● STATED PROBLEM 1
Revise the Mastery book review by writing out everything from "- For some of" down to "spirit. (p. 308)", with "habits" changed to "routines".

● SUPPLIED PASSAGE
Mastery
Ⓒ By Jonathan Roseland |
Book Review: A Masterclass on a Lost Art
Years back, my friend Hypnautic recommended Robert Greene's book The 48 Laws of Power to me when I was younger. I liked the illustration of power dynamics via historical examples, battles, political intrigues, and characters. This book takes a similar approach to examining the lives of various scientists, doctors, inventors, writers, and artists.
I'm glad I read Mastery but it wasn't an epiphany-filled 352 pages for me. It confirmed a lot of things I've heard before about skill acquisition and personal development...
- The importance of apprenticeship
- The massive amounts of time that mastery requires
- Why social intelligence is key to mastery ("The ability to think inside other people is no different from the intuitive feel Masters gain in relation to their field of study." p. 146)
- We want to take both holistic and focused approaches to mastery
I have pursued the path to mastery in various disciplines. I have a black belt in a martial art, Tae Kwon Do. I mastered a second language and Joomla, the content management system that I work with.
One of my favorite examples from the book was that of Daniel Everett.
His job was to learn the language of a remote Amazonian tribe, so he could translate the Bible into their language and proselytize to them. Their language is one of the most unique in the world, it contains no colors or numbers and doesn't even have a past or future tense. One of his breakthrough moments with this language came when he learned a word...
...one time he learned a new word that a Pirahã explained to him meant “what is in your head when you sleep.” The word then means to dream. But the word was used with a special intonation that Pirahã use when they are referring to a new experience.
(p. 301)
This was essentially their word for novelty, but their culture was hyper-focused on the present moment. The past and future they weren't so worried about.
I think someone might get more out of this book who hasn't gone through the process of mastery with anything yet. For me, this book just kind of confirmed the things I already knew about personal development and skillset acquisition. The major takeaway from the book is that mastery takes a lot of work, the kind of mastery that changes the world takes a lifetime of pretty hard work. So I encourage you to figure out what motivational mechanism that could empower you to work hard for a lifetime...
- For some of the masters in the book, they were solving problems that saved lives.
- Some of them were empowered by social validation.
- Some were very religious and believed they were working for a higher power.
- Some use smart drugs and Biohacking technologies to enhance their cognition and motivation.
As for me, I'm passionate about habits. When I wake up in the morning I'm not making plans for world domination, I'm just thinking about the habits I'm going to practice in the day to come.
I'll finish with two quotes that jumped out at me from the book...
The problem that technology presents us is that it increases the amount of information at our disposal , but slowly degrades the power of our memory to retain it. (p. 265)
He called this future “the velocipedic age,” one determined by speed. He was concerned that it could lead to a deadening of the human spirit. (p. 308)

● STATED PROBLEM 2
Reproduce the records word for word, everything from the line containing "Is there any grass" down to the end of the records, including both of those ends.

● SUPPLIED INFORMATION
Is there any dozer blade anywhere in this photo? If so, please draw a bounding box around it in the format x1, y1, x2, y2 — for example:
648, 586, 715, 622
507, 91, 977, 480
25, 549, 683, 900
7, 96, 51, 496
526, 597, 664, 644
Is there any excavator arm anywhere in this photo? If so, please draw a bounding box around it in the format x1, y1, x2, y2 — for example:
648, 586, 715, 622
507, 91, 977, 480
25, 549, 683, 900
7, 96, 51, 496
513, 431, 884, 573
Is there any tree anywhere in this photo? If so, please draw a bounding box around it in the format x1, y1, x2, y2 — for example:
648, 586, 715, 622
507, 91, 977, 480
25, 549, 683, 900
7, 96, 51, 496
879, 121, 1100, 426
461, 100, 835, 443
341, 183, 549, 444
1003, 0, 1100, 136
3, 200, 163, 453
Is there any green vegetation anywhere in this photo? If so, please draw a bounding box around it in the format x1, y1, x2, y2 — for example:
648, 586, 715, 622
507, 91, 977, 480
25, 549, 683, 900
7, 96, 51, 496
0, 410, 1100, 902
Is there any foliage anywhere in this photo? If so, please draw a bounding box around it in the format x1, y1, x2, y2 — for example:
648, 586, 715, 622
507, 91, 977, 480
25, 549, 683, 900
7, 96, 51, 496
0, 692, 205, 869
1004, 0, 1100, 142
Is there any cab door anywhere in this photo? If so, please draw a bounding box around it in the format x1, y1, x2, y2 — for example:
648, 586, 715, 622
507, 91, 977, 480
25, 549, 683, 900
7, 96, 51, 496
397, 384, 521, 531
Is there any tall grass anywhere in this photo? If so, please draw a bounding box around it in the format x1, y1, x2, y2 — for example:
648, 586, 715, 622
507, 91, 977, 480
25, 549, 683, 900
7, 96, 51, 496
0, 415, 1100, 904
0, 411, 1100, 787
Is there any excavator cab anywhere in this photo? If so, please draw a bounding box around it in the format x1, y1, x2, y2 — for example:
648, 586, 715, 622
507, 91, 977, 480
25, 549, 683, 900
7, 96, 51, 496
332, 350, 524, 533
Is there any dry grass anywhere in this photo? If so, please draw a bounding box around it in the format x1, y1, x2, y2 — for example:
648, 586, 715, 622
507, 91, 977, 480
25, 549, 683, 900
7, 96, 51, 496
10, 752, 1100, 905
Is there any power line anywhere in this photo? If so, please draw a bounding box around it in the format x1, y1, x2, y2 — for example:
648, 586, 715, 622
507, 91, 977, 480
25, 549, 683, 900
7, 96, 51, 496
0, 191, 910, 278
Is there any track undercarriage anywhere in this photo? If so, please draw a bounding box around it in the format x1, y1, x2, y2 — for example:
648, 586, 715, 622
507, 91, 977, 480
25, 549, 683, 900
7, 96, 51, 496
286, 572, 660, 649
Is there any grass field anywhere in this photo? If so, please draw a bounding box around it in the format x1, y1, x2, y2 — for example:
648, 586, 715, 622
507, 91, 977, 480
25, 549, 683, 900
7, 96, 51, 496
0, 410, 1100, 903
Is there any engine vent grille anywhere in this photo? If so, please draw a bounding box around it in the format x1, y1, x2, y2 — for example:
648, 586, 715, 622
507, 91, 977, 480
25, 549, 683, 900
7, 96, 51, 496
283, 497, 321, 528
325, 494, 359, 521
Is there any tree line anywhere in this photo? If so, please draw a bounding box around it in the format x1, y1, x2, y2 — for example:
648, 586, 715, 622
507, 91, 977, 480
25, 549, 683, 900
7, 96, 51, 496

● OUTPUT 1
- For some of the masters in the book, they were solving problems that saved lives.
- Some of them were empowered by social validation.
- Some were very religious and believed they were working for a higher power.
- Some use smart drugs and Biohacking technologies to enhance their cognition and motivation.
As for me, I'm passionate about routines. When I wake up in the morning I'm not making plans for world domination, I'm just thinking about the routines I'm going to practice in the day to come.
I'll finish with two quotes that jumped out at me from the book...
The problem that technology presents us is that it increases the amount of information at our disposal , but slowly degrades the power of our memory to retain it. (p. 265)
He called this future “the velocipedic age,” one determined by speed. He was concerned that it could lead to a deadening of the human spirit. (p. 308)

● OUTPUT 2
Is there any grass field anywhere in this photo? If so, please draw a bounding box around it in the format x1, y1, x2, y2 — for example:
648, 586, 715, 622
507, 91, 977, 480
25, 549, 683, 900
7, 96, 51, 496
0, 410, 1100, 903
Is there any engine vent grille anywhere in this photo? If so, please draw a bounding box around it in the format x1, y1, x2, y2 — for example:
648, 586, 715, 622
507, 91, 977, 480
25, 549, 683, 900
7, 96, 51, 496
283, 497, 321, 528
325, 494, 359, 521
Is there any tree line anywhere in this photo? If so, please draw a bounding box around it in the format x1, y1, x2, y2 — for example:
648, 586, 715, 622
507, 91, 977, 480
25, 549, 683, 900
7, 96, 51, 496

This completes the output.